- **EXERCISE**: When the string "camera" appears in a line of the records, show the whole line.

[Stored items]
Start of Block

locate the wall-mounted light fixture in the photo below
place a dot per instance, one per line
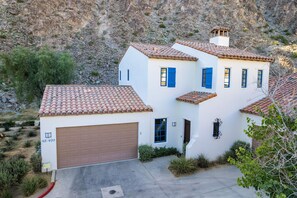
(216, 128)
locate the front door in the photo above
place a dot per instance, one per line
(187, 131)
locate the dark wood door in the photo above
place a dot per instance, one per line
(187, 131)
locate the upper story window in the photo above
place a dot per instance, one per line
(168, 77)
(128, 74)
(163, 77)
(260, 78)
(207, 78)
(227, 76)
(244, 78)
(160, 130)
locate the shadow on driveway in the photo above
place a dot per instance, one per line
(152, 179)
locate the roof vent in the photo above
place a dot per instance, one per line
(220, 36)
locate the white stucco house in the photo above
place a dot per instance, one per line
(191, 92)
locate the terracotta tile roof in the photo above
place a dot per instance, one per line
(83, 99)
(196, 97)
(284, 93)
(225, 52)
(162, 52)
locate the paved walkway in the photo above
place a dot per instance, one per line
(147, 180)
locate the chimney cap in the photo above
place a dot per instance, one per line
(222, 28)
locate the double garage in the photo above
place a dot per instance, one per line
(85, 125)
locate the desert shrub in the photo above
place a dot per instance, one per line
(202, 161)
(9, 144)
(35, 161)
(7, 125)
(27, 144)
(146, 153)
(29, 186)
(163, 151)
(238, 144)
(182, 166)
(41, 181)
(38, 147)
(32, 134)
(12, 171)
(30, 70)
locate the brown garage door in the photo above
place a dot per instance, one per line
(78, 146)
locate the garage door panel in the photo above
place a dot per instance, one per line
(78, 146)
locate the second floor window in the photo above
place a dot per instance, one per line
(168, 77)
(244, 78)
(260, 78)
(207, 78)
(227, 76)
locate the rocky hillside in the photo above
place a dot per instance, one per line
(97, 32)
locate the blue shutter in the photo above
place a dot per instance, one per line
(208, 82)
(171, 77)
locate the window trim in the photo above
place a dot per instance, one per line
(203, 84)
(165, 131)
(246, 78)
(229, 77)
(166, 77)
(260, 83)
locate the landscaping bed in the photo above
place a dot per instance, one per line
(20, 160)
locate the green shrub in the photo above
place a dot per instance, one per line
(162, 25)
(7, 125)
(9, 144)
(30, 70)
(236, 146)
(27, 144)
(29, 186)
(32, 134)
(5, 194)
(12, 171)
(182, 166)
(202, 161)
(36, 163)
(146, 153)
(163, 151)
(41, 181)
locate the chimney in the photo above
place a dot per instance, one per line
(220, 36)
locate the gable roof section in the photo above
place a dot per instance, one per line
(284, 93)
(225, 52)
(162, 52)
(196, 97)
(82, 99)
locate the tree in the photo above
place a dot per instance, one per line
(272, 168)
(30, 70)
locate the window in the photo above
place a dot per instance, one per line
(163, 77)
(260, 78)
(227, 77)
(244, 78)
(207, 78)
(168, 76)
(160, 130)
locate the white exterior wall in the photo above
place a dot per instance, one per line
(137, 63)
(226, 106)
(204, 61)
(220, 40)
(163, 99)
(49, 124)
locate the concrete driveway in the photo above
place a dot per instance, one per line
(153, 179)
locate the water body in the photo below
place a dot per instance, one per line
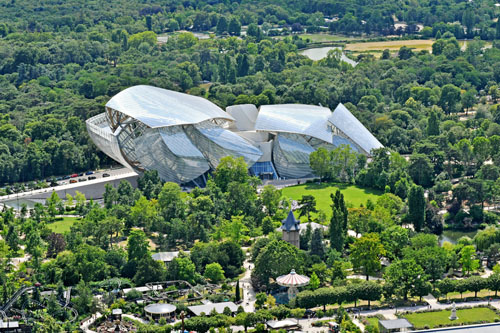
(319, 53)
(453, 236)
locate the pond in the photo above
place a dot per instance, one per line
(453, 236)
(319, 53)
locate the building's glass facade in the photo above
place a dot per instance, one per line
(183, 137)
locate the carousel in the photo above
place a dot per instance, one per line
(293, 281)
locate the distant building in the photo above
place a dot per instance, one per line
(208, 308)
(291, 230)
(314, 226)
(167, 257)
(184, 137)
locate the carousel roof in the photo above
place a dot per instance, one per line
(292, 280)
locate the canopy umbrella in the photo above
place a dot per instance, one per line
(292, 281)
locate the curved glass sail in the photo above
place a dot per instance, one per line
(104, 139)
(352, 128)
(156, 107)
(169, 151)
(291, 156)
(215, 143)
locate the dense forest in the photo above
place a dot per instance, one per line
(437, 114)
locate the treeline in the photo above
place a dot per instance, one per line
(472, 284)
(366, 291)
(475, 19)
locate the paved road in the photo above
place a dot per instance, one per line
(91, 188)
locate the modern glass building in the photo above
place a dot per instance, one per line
(183, 137)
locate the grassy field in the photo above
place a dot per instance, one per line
(372, 321)
(482, 293)
(62, 224)
(393, 45)
(353, 195)
(465, 316)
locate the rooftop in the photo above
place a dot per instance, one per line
(304, 119)
(160, 308)
(208, 308)
(167, 256)
(395, 324)
(156, 107)
(345, 121)
(290, 223)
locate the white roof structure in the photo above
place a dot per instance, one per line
(117, 312)
(350, 126)
(303, 227)
(184, 137)
(395, 324)
(293, 280)
(277, 324)
(303, 119)
(167, 256)
(208, 308)
(245, 116)
(156, 107)
(8, 324)
(143, 289)
(160, 308)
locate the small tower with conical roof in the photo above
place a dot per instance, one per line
(291, 230)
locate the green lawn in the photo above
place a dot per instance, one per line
(62, 224)
(353, 195)
(372, 321)
(465, 316)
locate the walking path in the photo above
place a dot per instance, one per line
(84, 326)
(135, 318)
(248, 291)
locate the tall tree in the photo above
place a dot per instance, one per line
(317, 247)
(416, 207)
(366, 253)
(307, 206)
(433, 124)
(221, 25)
(234, 27)
(467, 255)
(319, 162)
(403, 275)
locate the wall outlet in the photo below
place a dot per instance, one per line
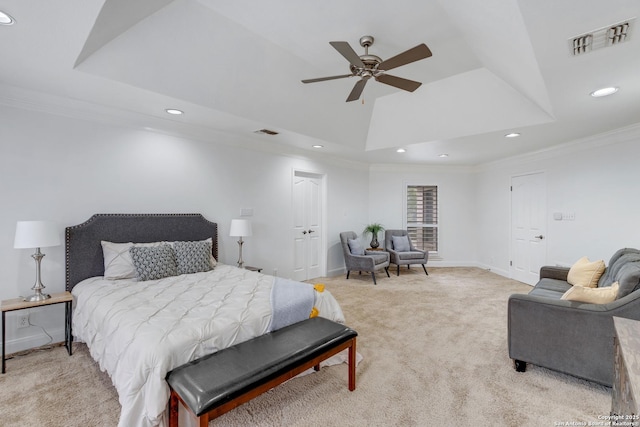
(23, 321)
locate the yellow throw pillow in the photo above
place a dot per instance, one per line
(592, 295)
(585, 273)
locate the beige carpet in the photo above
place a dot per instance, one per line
(435, 354)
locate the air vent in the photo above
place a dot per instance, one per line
(266, 132)
(603, 37)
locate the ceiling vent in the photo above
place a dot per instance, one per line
(603, 37)
(266, 132)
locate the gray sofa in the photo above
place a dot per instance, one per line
(567, 336)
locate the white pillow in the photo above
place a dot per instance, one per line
(118, 263)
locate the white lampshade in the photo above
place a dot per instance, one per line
(240, 228)
(36, 234)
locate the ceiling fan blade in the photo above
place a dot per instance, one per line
(399, 82)
(321, 79)
(357, 90)
(408, 56)
(347, 51)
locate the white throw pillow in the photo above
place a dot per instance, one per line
(585, 273)
(401, 243)
(118, 263)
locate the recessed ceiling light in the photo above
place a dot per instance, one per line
(5, 19)
(605, 91)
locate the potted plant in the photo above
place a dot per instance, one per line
(374, 229)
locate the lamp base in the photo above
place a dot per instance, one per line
(37, 297)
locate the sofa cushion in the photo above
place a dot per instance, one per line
(620, 258)
(585, 273)
(378, 258)
(592, 295)
(546, 293)
(356, 247)
(411, 255)
(401, 243)
(555, 285)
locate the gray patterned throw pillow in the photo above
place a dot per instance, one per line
(154, 262)
(193, 257)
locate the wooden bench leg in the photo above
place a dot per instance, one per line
(203, 420)
(352, 366)
(173, 409)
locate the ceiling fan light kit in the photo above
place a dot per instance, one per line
(369, 66)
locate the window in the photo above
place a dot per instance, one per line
(422, 216)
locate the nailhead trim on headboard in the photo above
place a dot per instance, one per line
(83, 251)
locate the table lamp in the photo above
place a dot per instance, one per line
(36, 234)
(240, 228)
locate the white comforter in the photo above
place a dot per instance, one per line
(139, 331)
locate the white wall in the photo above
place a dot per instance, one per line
(64, 169)
(456, 201)
(596, 178)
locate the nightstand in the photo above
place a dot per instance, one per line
(20, 304)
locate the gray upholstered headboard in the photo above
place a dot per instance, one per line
(83, 252)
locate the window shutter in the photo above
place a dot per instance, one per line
(422, 216)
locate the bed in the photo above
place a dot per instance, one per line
(139, 330)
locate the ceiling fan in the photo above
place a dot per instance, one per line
(367, 66)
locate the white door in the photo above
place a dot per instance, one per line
(307, 226)
(528, 227)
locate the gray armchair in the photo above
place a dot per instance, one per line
(406, 255)
(358, 259)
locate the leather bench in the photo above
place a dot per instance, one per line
(217, 383)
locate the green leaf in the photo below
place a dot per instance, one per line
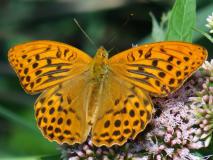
(208, 36)
(181, 21)
(157, 30)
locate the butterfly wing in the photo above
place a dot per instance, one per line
(42, 64)
(125, 110)
(159, 68)
(60, 111)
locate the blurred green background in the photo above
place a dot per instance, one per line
(116, 24)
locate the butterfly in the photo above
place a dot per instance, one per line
(107, 98)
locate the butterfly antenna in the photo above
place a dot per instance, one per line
(114, 36)
(85, 34)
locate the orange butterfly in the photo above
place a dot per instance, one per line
(108, 97)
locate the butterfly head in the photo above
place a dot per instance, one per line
(100, 67)
(101, 54)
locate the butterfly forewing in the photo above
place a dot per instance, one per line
(159, 68)
(42, 64)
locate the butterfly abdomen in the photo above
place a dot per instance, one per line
(99, 67)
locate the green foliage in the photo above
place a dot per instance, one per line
(181, 21)
(157, 30)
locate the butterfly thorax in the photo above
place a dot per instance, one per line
(99, 65)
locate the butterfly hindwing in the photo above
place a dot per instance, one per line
(159, 68)
(125, 110)
(42, 64)
(60, 114)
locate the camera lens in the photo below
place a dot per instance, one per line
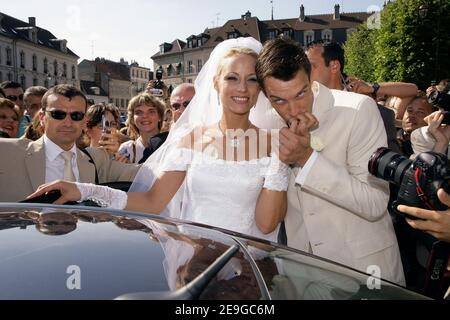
(388, 165)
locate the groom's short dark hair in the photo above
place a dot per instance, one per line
(281, 58)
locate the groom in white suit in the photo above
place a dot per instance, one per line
(336, 210)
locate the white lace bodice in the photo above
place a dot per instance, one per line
(224, 193)
(217, 192)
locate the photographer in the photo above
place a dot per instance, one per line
(436, 136)
(158, 88)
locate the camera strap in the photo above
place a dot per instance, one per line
(436, 282)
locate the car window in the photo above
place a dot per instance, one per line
(306, 277)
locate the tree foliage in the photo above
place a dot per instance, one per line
(359, 54)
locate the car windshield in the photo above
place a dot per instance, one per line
(85, 255)
(292, 276)
(95, 254)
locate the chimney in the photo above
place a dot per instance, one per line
(302, 13)
(337, 14)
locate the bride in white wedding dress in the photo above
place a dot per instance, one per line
(216, 167)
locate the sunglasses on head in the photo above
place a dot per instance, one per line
(61, 115)
(177, 106)
(15, 98)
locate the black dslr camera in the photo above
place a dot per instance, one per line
(418, 180)
(441, 100)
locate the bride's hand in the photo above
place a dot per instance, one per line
(69, 191)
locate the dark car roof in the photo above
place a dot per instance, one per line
(55, 252)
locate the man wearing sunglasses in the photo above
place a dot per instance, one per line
(180, 98)
(26, 164)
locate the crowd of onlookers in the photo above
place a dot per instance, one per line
(114, 149)
(149, 119)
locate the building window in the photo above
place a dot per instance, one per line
(64, 70)
(22, 60)
(350, 31)
(8, 57)
(169, 70)
(23, 82)
(55, 68)
(327, 35)
(34, 62)
(287, 33)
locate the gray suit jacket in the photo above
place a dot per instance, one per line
(22, 168)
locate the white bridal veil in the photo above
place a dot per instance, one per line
(203, 110)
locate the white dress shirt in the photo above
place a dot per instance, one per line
(54, 164)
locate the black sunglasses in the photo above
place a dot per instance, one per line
(177, 106)
(15, 98)
(61, 115)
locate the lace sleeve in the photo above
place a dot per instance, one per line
(178, 159)
(103, 196)
(277, 175)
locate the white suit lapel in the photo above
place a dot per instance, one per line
(35, 163)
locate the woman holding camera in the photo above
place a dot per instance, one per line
(145, 115)
(101, 130)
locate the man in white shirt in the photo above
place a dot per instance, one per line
(336, 209)
(26, 164)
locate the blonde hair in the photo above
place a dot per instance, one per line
(234, 52)
(140, 100)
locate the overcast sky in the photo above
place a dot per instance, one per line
(134, 29)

End of Block

- **PROBLEM SOLUTION**:
locate the camera lens in the photo below
locate the camera strap in the photo above
locate the black dslr camera in the photo above
locate the woman holding camera in the photo above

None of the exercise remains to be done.